### Page excerpt
==============================

The baseball union’s main failing was its handling of the use of the performance-enhancing drugs (anabolic steroids, mostly) that shaped their sport for a 15-year period (1990-2005).  Baseball’s rules preluded use of the substances for that entire span, but the ban was toothless because of the game’s failure to implement any sort of effective testing procedures until ‘05. Team owners closed their eyes to the situation because they feared that exposing it might hurt their teams at the gate. The union went along with the charade, declaring drug use a “privacy” issue.

Of the two stances, the owners’ made the most sense; they are, after all, in it only for the money. The union, however, had the additional duty to protect its members’ overall well being, and its complicity forced each player to make the Faustian choice between the possible performance rewards of drug use and the small but real health risks the substances posed, either directly or by exacerbating other conditions. That a wrong decision could be tragic is witnessed by the death of Ken Caminiti, in 2004 at age 41, eight years after his steroids-fueled National League MVP season. The full bill has yet to arrive.

==============================

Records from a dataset
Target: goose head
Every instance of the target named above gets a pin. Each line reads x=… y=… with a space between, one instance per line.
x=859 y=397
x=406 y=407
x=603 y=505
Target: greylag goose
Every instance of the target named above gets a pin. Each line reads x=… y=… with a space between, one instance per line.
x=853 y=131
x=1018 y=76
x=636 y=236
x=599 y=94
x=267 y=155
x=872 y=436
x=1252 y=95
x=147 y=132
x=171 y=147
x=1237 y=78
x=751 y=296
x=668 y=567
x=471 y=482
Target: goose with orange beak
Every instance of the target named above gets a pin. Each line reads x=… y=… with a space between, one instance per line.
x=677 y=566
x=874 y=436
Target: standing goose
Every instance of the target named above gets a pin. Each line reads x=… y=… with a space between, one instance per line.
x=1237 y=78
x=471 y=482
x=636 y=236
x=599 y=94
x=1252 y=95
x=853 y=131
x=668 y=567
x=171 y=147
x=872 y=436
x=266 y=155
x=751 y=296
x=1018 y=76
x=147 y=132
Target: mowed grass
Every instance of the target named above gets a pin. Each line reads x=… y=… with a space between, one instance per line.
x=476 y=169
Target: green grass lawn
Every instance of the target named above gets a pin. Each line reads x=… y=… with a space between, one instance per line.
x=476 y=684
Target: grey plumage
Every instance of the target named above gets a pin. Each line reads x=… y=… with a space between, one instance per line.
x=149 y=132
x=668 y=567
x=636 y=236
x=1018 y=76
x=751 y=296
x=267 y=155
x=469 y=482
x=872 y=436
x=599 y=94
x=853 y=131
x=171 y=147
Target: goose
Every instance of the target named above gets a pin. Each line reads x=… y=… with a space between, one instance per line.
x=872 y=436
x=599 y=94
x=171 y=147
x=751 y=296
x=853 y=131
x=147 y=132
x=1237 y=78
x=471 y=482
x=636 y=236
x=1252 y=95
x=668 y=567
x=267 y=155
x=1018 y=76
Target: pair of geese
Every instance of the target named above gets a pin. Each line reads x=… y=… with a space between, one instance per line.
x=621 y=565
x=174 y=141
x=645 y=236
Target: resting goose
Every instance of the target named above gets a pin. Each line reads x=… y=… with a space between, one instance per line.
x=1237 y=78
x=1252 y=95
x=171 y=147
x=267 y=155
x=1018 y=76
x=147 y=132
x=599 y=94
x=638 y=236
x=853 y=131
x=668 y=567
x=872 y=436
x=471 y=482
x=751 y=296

==============================

### What you are asked to do
Extract the full passage on the baseball union and performance-enhancing drugs, reproducing it word for word. These items were drawn from a separate source.

### Exercise solution
The baseball union’s main failing was its handling of the use of the performance-enhancing drugs (anabolic steroids, mostly) that shaped their sport for a 15-year period (1990-2005).  Baseball’s rules preluded use of the substances for that entire span, but the ban was toothless because of the game’s failure to implement any sort of effective testing procedures until ‘05. Team owners closed their eyes to the situation because they feared that exposing it might hurt their teams at the gate. The union went along with the charade, declaring drug use a “privacy” issue.

Of the two stances, the owners’ made the most sense; they are, after all, in it only for the money. The union, however, had the additional duty to protect its members’ overall well being, and its complicity forced each player to make the Faustian choice between the possible performance rewards of drug use and the small but real health risks the substances posed, either directly or by exacerbating other conditions. That a wrong decision could be tragic is witnessed by the death of Ken Caminiti, in 2004 at age 41, eight years after his steroids-fueled National League MVP season. The full bill has yet to arrive.